### Task directions
Edit the lines below by swapping every "straightforward" for "simple" and leaving everything else as it is. Don't include the pictures in your answer.

### Source data
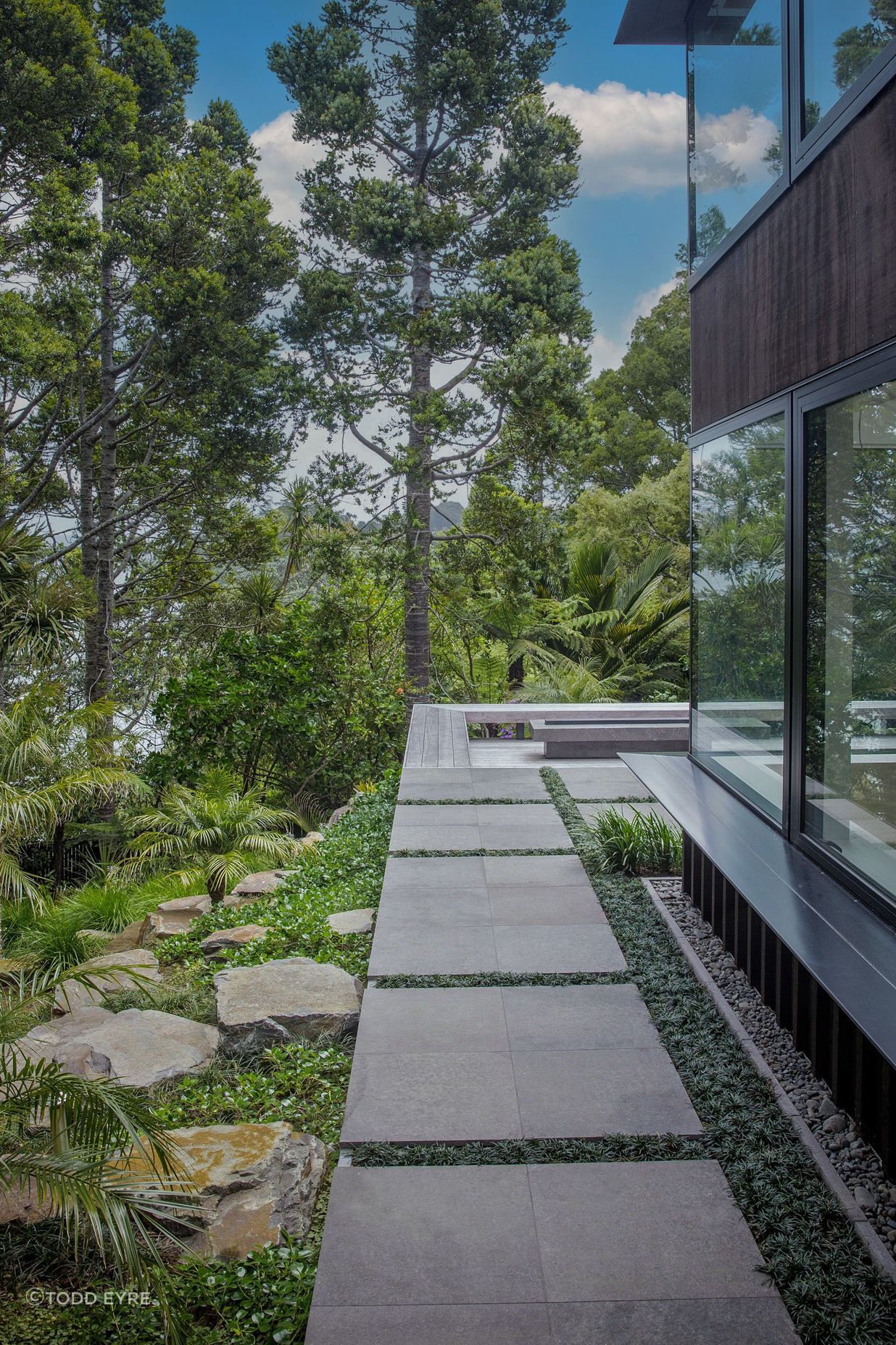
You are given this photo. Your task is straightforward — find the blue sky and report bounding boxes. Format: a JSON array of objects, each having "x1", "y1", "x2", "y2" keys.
[{"x1": 167, "y1": 0, "x2": 686, "y2": 368}]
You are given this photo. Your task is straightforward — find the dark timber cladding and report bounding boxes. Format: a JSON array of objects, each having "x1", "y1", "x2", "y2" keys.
[
  {"x1": 692, "y1": 83, "x2": 896, "y2": 431},
  {"x1": 624, "y1": 755, "x2": 896, "y2": 1174}
]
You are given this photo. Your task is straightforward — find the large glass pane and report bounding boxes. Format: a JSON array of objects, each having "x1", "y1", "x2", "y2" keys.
[
  {"x1": 805, "y1": 384, "x2": 896, "y2": 895},
  {"x1": 689, "y1": 0, "x2": 783, "y2": 266},
  {"x1": 803, "y1": 0, "x2": 896, "y2": 136},
  {"x1": 692, "y1": 414, "x2": 784, "y2": 821}
]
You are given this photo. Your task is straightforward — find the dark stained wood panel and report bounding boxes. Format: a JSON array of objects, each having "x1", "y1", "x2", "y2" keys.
[{"x1": 692, "y1": 83, "x2": 896, "y2": 429}]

### Exercise solution
You are given this photo. Your task is simple — find the blue sky and report bounding boxes. Format: a JSON array of objects, each having "x1", "y1", "x2", "y2" keys.
[{"x1": 167, "y1": 0, "x2": 686, "y2": 368}]
You are given this photo. Your task is simple — find the dark timber cladding and report bounding boxes. Format: a JSON array of objects, each having "x1", "y1", "x2", "y2" keys.
[
  {"x1": 692, "y1": 83, "x2": 896, "y2": 431},
  {"x1": 624, "y1": 755, "x2": 896, "y2": 1174}
]
You are given this photo. Your task is simple — find the large glass pane and report bounding boxes. Format: a JSON array of objects, each having "x1", "y1", "x2", "y2" keys.
[
  {"x1": 805, "y1": 384, "x2": 896, "y2": 895},
  {"x1": 689, "y1": 0, "x2": 783, "y2": 266},
  {"x1": 803, "y1": 0, "x2": 896, "y2": 136},
  {"x1": 692, "y1": 414, "x2": 784, "y2": 821}
]
You are given this photo. Your task is simple — find the dark stained wood panel and report bounding boxes. Format: a JSON array of objects, each having "x1", "y1", "x2", "y2" keys.
[{"x1": 692, "y1": 83, "x2": 896, "y2": 429}]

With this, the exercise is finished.